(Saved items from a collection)
________

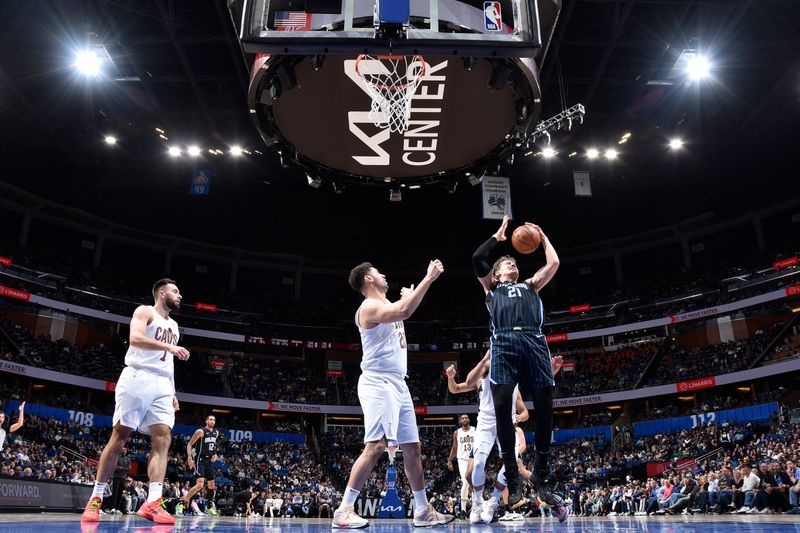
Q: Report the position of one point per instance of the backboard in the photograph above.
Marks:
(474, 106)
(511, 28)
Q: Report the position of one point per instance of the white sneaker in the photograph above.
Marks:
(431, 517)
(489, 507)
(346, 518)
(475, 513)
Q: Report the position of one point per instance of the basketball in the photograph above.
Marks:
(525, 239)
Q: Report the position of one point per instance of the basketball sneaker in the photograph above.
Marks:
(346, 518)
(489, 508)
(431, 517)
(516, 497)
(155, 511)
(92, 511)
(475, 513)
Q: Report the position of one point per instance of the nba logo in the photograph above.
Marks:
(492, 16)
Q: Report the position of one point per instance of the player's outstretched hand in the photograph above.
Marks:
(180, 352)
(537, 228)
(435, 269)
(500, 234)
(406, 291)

________

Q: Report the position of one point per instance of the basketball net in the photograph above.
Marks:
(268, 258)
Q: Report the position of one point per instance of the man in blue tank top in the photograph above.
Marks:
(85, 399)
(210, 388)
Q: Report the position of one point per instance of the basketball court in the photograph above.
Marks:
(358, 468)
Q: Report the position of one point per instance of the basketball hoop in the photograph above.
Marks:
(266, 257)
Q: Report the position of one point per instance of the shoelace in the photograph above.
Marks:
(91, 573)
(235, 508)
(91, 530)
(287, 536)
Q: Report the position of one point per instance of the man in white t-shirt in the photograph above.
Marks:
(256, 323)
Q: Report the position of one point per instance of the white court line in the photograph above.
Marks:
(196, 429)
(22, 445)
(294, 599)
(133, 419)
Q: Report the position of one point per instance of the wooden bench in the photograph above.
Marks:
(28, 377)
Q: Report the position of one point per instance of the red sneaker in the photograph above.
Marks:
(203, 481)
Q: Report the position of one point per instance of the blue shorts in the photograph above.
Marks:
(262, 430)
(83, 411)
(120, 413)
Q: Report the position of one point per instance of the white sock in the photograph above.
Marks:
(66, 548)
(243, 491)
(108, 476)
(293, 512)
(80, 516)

________

DIRECTION: Pick out each line of the items above that contains the string "sneaker", and copy those lines.

CORRECT RESPONSE:
Q: Report the position of one point per instance of the white sneaker in the photograph above.
Q: Report the position of one point per instance of the basketball sneaker in the photograph above.
Q: Report the position of one point per instance of the red sneaker in the photograph above.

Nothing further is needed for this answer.